* _Required task_
Rewrite every line of the material below as a numbered list, skipping blank lines and omitting the picture lines.

---------- Records for this task

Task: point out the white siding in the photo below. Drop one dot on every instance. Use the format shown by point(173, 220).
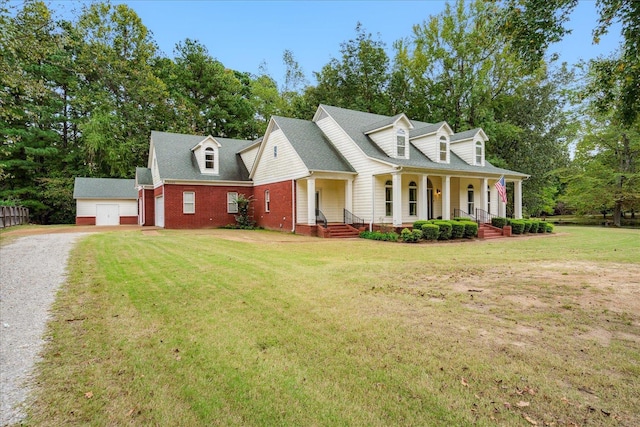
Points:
point(249, 156)
point(364, 166)
point(286, 166)
point(87, 207)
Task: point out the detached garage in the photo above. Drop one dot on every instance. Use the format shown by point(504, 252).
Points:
point(105, 201)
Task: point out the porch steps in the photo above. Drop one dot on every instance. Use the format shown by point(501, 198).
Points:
point(341, 231)
point(486, 231)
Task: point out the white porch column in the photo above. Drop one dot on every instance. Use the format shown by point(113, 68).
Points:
point(484, 203)
point(423, 207)
point(517, 199)
point(311, 201)
point(348, 195)
point(397, 199)
point(446, 197)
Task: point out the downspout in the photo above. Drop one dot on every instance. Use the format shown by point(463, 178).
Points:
point(293, 206)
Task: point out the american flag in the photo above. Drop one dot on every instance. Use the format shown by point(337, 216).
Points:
point(502, 189)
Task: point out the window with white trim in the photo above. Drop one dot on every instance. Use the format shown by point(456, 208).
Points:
point(443, 149)
point(188, 202)
point(401, 143)
point(413, 198)
point(232, 202)
point(209, 158)
point(388, 198)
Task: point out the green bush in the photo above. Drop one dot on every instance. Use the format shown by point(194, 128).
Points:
point(419, 223)
point(470, 229)
point(517, 226)
point(410, 236)
point(445, 229)
point(498, 221)
point(457, 229)
point(430, 231)
point(377, 235)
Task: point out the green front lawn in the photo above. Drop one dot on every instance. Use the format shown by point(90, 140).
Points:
point(226, 327)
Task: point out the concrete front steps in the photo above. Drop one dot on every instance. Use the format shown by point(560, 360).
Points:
point(339, 231)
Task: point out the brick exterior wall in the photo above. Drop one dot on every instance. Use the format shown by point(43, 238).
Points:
point(210, 209)
point(281, 206)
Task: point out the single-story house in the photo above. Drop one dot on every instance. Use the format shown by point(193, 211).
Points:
point(105, 201)
point(341, 168)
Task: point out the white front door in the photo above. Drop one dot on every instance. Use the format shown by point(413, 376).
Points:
point(107, 215)
point(160, 211)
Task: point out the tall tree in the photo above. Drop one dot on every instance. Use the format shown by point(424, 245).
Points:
point(118, 93)
point(359, 80)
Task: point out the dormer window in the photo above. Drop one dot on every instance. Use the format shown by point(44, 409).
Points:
point(443, 149)
point(478, 153)
point(209, 158)
point(401, 143)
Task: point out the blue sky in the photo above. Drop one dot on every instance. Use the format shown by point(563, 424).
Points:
point(243, 34)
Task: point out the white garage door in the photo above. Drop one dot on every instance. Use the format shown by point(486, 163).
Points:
point(107, 215)
point(160, 211)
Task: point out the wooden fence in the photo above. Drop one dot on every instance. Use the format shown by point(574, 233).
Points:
point(13, 215)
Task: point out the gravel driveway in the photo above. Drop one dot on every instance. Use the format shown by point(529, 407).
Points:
point(31, 270)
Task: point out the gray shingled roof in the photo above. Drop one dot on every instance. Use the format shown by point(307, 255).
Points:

--------------------

* _Task result_
1. Task: point out the white siding in the photo below. Drop one dot on every instance. Use the format shown by point(173, 220).
2. Points:
3. point(249, 156)
4. point(364, 166)
5. point(286, 166)
6. point(87, 207)
7. Task: point out the detached garage in the photo above. Drop one dot on every instance. Use the format shown by point(504, 252).
8. Points:
9. point(105, 201)
10. Task: point out the porch steps in the photo above. Drop one dot on every instance. Use the format shown by point(501, 198).
11. Points:
12. point(341, 231)
13. point(486, 231)
14. Task: point out the white porch column in the photo above. Drop one dot on every instance. Use the format shown by point(113, 68).
15. Points:
16. point(484, 203)
17. point(423, 207)
18. point(517, 199)
19. point(311, 201)
20. point(348, 195)
21. point(397, 199)
22. point(446, 197)
23. Task: point out the downspout in the photo above. Drop one dot on every instance. Use the format shown by point(463, 178).
24. Points:
25. point(293, 206)
26. Task: point out the american flag in the photo above. Drop one dot on every instance. Use the format shown by point(337, 216).
27. Points:
28. point(502, 189)
29. Task: point out the window with white trim in the photo above. Drop one dot on every instance. Use the format shown by point(456, 208).
30. Points:
31. point(443, 149)
32. point(188, 202)
33. point(401, 143)
34. point(413, 198)
35. point(232, 202)
36. point(209, 158)
37. point(388, 198)
38. Task: point out the green bush in the photo above. Drop one dot on every instance. Use the format shown by point(194, 128).
39. Points:
40. point(419, 223)
41. point(470, 229)
42. point(517, 226)
43. point(410, 236)
44. point(445, 229)
45. point(498, 221)
46. point(457, 229)
47. point(430, 231)
48. point(377, 235)
49. Task: point out the green front lawn in the photo above. Drop one dot on every instance. Use the format shown by point(90, 140).
50. Points:
51. point(226, 327)
52. Task: point out the concrete front steps in the photo above. Drop one dot on every instance. Use the format shown by point(560, 360).
53. Points:
54. point(339, 231)
55. Task: point out the brick exterior wall in the photo above. Drop one dot on every instance. Use the format shown by point(43, 238).
56. Points:
57. point(210, 209)
58. point(281, 206)
59. Task: point out the single-story house in the photo above. Drop one dot on every instance. Use the format shown by point(193, 211).
60. Points:
61. point(105, 201)
62. point(341, 168)
63. Task: point out the white front door in the photo above. Drop one dot on every instance. Use the format shown by point(413, 376).
64. Points:
65. point(107, 215)
66. point(160, 211)
67. Task: point out the tall tree in the photo above. Drop one dot on every instance. Use the format shown by point(424, 245).
68. Points:
69. point(118, 93)
70. point(359, 80)
71. Task: point out the dormer window in the photo above. Drop one dot on every instance. Use the format shown by point(44, 409).
72. Points:
73. point(443, 149)
74. point(478, 153)
75. point(209, 158)
76. point(401, 143)
77. Task: point out the blue sky in the photo above. Drop one dot on every instance. Use the format shown by point(563, 424).
78. Points:
79. point(243, 34)
80. Task: point out the white garage door in the photo above. Drop one dot on every instance. Use the format shown by point(486, 163).
81. Points:
82. point(107, 215)
83. point(160, 211)
84. Task: point out the wooden fence in the photo above. Drop one dot on every instance. Use the format shown by point(574, 233).
85. Points:
86. point(13, 215)
87. Task: point out the gravel driveway in the photo above. Drop one dot on every instance. Use the format shown by point(529, 407).
88. Points:
89. point(31, 270)
90. Task: point out the gray shingled roof in the photo above. Drop one dot on every instance. Use the format shown by point(307, 255).
91. Points:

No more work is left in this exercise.